== What to do ==
1. List every person the account of the House of Representatives clash refers to with the title "Hon."
2. In the account of the House of Representatives clash, who presented the motion to suspend Espat?
3. Write a continuation of the account of the House of Representatives clash that picks up right after its last sentence.

== Text segment ==

↓

Hon. Espat responded: “You have to have the time; the people pay you to listen to us. When you have the Prime Minister insulting this gentleman [another Opposition area representative] by name, and you are giving them opportunities to do that, and I am talking about good governance, what is your problem, Mister Speaker?”
The Speaker replied: “The problem is they pay me to ensure that you do your job and that is impossible.”
Hon. Espat then retorted, “They pay you to block me; that’s what they pay you for.”
The Speaker immediately took umbrage at the remark and began asking for a minister to name Hon. Espat. “You know what…That statement; can I get a minister to name this person please?” the Speaker said.
At the Speaker’s request that Espat be named, Hon. Espat exploded: “This goddamn House of Representatives is a joke. You are a mercenary of that government. It is ridiculous that a member of the House cannot speak about good governance in this country. Dah thief unu got over there; thieves. There is nothing that I have done that is illegal or against the orders of this House. Let them raise their hands. Bring it on. Mister Speaker, the reason that you don’t want me to debate is because I am bringing up issues that the Auditor General has put in her report.”
At this point, two senior members of the House, Hon. Said Musa (PUP) and Hon. Michael Finnegan, tried to get the Speaker to reconsider his position and for he and Espat to act civil to each other, but to no avail.
Hon. Espat attempted to apologize, but the Speaker did not want to hear it.
Hon. Espat began his attempted apology by saying, “Mister Speaker…”
Speaker Peyrefitte interrupted the attempt by saying, “Member for Cayo South, I do not want to hear you.”
“Mister Speaker, then I will not withdraw my statement; then it is a fact,” Hon. Espat then declared.
Hon. Elrington then volunteered to carry out the Speaker’s request and presented the motion for suspension of Espat, and Hon. Espat was named, but for how long he has been suspended, it is not yet known.
The suspension of Hon. Espat, however, has been commented on by the former PUP Senator Lisa Shoman, an attorney, who wrote on her Facebook page, “This is what Julius Espat was accusing the Speaker of yesterday, with his inflammatory language — accusing that worthy of being paid to ‘block’ him. But does the accusation rise to the penalty of suspension or naming?

↑

== Extracted information ==
↓

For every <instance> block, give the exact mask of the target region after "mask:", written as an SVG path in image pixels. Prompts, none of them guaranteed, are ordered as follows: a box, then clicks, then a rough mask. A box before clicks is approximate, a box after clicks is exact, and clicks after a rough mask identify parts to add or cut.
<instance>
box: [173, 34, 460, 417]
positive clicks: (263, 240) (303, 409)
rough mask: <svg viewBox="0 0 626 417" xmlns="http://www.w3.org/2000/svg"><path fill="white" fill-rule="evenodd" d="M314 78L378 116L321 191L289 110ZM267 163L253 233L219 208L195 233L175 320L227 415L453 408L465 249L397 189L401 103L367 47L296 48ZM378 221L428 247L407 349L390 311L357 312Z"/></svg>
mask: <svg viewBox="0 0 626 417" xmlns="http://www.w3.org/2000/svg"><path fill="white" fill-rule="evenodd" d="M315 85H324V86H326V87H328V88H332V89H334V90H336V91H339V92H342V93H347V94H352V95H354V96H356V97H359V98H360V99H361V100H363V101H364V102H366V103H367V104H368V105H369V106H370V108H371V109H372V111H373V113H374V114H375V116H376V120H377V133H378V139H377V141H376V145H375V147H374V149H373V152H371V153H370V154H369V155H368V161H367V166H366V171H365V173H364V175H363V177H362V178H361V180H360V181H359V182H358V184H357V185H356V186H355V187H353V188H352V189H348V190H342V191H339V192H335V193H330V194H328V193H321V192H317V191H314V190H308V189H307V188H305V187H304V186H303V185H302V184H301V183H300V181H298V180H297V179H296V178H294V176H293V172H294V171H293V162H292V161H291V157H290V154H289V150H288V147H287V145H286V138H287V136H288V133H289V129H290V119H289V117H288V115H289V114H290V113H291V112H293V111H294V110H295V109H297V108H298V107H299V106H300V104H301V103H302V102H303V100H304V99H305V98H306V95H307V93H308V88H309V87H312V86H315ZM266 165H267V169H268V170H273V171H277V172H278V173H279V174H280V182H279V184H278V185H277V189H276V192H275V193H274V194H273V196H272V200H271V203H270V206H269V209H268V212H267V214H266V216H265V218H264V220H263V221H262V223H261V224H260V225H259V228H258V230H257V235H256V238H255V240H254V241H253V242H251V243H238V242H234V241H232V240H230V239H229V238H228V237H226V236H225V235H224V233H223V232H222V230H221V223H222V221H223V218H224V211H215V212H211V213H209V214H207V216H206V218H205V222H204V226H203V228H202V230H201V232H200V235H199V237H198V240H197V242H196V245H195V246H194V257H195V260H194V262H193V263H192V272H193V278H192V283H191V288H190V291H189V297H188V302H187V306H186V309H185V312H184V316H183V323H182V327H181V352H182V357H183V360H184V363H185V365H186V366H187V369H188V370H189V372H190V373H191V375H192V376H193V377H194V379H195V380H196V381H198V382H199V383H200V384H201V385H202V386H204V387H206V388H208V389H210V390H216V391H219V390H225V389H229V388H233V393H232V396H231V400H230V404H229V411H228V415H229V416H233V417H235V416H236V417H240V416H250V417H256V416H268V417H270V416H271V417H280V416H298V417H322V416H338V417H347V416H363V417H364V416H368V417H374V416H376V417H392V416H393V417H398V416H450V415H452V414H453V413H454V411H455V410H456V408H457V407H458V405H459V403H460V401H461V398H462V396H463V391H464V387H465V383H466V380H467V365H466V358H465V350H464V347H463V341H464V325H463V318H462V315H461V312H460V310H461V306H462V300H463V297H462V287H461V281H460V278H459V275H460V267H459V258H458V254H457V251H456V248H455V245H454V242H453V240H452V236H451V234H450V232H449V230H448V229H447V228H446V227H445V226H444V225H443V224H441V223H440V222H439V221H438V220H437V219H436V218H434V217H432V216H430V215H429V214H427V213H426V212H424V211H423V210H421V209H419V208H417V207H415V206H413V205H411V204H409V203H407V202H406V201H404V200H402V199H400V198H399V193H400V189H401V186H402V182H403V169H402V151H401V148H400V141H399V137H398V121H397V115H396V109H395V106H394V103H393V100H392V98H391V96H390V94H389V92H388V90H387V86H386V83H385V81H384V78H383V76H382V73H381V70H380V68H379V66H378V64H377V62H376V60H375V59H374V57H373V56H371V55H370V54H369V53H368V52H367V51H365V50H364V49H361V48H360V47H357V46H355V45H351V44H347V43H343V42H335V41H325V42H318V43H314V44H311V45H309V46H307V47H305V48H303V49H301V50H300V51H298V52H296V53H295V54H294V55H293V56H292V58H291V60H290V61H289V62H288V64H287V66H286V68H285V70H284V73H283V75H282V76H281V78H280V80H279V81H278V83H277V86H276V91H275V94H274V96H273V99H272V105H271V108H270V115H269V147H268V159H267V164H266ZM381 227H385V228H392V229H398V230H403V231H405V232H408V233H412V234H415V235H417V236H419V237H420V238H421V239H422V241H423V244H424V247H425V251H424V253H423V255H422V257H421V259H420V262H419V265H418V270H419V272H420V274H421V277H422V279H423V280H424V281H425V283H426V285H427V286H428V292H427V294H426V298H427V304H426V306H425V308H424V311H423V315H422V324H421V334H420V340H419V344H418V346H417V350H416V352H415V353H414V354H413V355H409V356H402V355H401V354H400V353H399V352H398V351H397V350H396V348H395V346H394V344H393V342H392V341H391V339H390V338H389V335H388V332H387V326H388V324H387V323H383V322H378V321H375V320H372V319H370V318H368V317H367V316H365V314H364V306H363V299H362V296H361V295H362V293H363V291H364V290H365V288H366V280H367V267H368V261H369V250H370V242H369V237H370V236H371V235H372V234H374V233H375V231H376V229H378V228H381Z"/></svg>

↑

== Responses in order ==
1. Julius Espat, Said Musa, Michael Finnegan, Elrington

2. Hon. Elrington presented the motion for Espat's suspension.

3.
“Suspending a member is a serious matter. Section 44(3) states, ‘The Speaker or the Chairman shall order any Member to withdraw immediately from the House during the remainder of the day’s sitting and may direct such steps to be taken, as are required to enforce such order— (a) (b) where the conduct of such Member is grossly disorderly; or where such Member has used objectionable, abusive, insulting or offensive words or language or un-parliamentary expressions, and, on being called to order, has refused to withdraw such words or language or expressions, and has not offered an apology for the use thereof to the satisfaction of the House.
“We all watched the conduct of Hon. Espat in the House Chamber. He may have used objectionable language, but he did offer to withdraw and apologize, but the Speaker stated clearly that the Member would NOT be heard.”
“Instead, the Speaker point-blank refused to hear Espat, and begged for several minutes for a Minister to ‘name’ Espat and then for a motion to suspend him,” Shoman further wrote.
“The bar is high on suspension or naming, both of which are extreme measures, since both muzzle the guaranteed freedom of speech of a Parliamentarian.
“Read the standing orders. The statement of Julius, no matter if it WAS rude, did NOT rise to the level of naming OR suspension,” Shoman opined.
Before police dragged out Espat, they attempted to muzzle the media by chasing out, and in some cases, manhandling media personnel (including 7News’ Jules Vasquez) from out of the House of Representatives. The objective clearly was to prevent the recording of video footage by the media of Espat’s forcible removal.